> **Given records**:
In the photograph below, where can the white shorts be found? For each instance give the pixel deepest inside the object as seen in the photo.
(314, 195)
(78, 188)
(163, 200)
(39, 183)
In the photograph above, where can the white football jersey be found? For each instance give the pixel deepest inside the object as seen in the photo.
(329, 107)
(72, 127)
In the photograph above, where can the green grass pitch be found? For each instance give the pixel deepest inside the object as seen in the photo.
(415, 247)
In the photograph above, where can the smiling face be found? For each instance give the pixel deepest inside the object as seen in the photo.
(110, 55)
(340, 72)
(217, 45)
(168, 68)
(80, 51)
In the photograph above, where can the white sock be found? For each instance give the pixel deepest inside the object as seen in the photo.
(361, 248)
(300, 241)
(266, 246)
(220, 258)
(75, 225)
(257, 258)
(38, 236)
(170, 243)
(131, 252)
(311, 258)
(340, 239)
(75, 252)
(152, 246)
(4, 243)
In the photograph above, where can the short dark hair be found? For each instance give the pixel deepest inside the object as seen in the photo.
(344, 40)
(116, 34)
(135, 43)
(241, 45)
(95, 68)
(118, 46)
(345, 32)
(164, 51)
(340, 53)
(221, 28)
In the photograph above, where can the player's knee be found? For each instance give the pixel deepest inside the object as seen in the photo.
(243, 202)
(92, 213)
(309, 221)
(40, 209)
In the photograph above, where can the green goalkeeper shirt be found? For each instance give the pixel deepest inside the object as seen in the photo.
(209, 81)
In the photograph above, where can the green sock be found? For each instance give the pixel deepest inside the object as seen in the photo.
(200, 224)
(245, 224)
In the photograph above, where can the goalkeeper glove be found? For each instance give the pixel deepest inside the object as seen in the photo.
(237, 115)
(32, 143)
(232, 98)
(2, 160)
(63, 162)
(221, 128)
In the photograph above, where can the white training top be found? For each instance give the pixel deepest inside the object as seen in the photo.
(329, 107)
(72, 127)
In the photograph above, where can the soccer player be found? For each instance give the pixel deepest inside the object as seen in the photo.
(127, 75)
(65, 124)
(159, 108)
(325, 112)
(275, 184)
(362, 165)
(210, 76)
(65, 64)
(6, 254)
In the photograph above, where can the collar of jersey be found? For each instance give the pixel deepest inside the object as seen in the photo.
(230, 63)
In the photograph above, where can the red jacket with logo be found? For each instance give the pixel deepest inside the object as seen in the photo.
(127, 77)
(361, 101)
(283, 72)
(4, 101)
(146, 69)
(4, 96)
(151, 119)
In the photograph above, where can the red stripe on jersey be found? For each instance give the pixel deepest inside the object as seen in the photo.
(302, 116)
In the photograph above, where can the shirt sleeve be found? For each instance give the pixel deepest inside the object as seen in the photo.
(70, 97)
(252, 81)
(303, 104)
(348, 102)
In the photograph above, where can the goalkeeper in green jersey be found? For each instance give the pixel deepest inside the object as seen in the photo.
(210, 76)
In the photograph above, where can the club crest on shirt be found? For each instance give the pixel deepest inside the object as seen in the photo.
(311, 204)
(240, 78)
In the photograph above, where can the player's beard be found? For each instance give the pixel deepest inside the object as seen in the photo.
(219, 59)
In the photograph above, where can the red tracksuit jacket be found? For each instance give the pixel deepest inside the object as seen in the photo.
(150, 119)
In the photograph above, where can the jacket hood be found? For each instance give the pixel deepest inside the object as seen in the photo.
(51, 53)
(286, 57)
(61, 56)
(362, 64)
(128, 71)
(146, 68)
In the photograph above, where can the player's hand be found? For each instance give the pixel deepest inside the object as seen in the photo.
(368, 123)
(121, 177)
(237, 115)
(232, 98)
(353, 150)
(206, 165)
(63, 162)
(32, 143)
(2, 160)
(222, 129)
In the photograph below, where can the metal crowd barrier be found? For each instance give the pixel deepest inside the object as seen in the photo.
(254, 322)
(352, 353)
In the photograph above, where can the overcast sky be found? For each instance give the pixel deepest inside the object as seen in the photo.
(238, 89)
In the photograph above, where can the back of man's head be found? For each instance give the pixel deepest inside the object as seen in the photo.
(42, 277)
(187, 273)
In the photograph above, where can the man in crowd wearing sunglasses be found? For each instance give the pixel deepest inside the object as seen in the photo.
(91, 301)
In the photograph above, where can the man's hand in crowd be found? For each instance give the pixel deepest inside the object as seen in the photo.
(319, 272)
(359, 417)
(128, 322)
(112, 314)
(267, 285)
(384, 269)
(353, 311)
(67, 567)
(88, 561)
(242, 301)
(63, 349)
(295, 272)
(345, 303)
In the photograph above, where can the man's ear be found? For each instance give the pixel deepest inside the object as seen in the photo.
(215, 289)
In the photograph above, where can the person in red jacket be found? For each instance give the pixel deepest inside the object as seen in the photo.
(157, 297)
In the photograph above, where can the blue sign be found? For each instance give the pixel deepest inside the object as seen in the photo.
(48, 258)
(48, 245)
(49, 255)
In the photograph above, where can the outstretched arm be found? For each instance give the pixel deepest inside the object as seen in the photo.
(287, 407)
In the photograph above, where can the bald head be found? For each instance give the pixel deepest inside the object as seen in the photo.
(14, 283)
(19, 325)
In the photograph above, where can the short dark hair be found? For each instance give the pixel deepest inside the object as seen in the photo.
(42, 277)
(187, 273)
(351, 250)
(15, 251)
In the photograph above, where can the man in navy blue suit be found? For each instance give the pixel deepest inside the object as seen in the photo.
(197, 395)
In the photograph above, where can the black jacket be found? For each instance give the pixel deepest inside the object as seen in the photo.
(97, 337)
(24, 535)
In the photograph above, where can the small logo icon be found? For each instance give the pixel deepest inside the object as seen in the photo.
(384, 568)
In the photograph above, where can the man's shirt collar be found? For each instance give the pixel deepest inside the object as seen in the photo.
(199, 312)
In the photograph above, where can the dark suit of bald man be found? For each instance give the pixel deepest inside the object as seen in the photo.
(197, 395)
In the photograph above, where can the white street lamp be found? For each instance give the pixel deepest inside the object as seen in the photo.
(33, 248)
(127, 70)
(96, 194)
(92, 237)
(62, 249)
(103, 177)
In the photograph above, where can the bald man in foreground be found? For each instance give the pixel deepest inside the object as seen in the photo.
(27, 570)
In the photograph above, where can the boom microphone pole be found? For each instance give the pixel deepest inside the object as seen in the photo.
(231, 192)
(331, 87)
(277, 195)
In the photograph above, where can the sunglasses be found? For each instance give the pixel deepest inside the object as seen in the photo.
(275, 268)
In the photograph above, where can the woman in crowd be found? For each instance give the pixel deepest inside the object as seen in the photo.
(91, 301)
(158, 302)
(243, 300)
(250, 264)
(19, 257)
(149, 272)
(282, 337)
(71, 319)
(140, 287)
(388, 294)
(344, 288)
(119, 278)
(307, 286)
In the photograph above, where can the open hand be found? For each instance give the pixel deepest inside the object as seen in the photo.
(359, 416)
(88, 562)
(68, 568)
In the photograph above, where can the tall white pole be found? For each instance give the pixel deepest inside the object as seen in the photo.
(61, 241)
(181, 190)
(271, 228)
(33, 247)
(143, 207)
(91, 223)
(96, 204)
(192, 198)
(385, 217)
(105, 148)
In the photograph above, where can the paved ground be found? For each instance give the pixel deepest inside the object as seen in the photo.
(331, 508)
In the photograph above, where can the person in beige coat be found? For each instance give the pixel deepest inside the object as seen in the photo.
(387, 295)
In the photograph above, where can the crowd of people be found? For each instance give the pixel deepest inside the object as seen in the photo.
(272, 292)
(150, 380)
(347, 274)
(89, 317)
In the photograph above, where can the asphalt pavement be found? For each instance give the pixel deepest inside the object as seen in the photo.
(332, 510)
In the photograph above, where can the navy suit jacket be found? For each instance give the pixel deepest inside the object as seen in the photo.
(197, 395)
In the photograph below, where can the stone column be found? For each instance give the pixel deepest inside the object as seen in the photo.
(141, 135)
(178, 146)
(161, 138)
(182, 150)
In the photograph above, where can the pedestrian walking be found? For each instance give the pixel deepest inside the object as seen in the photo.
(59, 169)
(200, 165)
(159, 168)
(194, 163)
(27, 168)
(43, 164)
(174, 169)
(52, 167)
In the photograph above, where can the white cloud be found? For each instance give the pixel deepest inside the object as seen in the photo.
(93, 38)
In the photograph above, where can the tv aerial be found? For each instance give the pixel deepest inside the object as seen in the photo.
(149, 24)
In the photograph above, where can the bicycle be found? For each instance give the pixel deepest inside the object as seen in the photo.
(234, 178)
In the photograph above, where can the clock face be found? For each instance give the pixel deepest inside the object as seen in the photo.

> **What is needed**:
Print nothing but the lines from the line with "In the photograph above, where can the white cloud" to the last line of the records above. Both of those lines count.

> **Answer below**:
In the photograph above, where can the white cloud be found? For each instance give the pixel deepest inside the object as seen in the photo.
(93, 38)
In the photograph above, where can the tv aerial be found? For each instance give the pixel deepest inside the object as seen in the photo.
(149, 24)
In the photograph above, where can the bicycle be found? For each instance give the pixel deepest inside the object as seen in the photo.
(234, 178)
In the photograph above, where can the clock face be found? For each instance give the pixel deepest inside the object as seen in the photo.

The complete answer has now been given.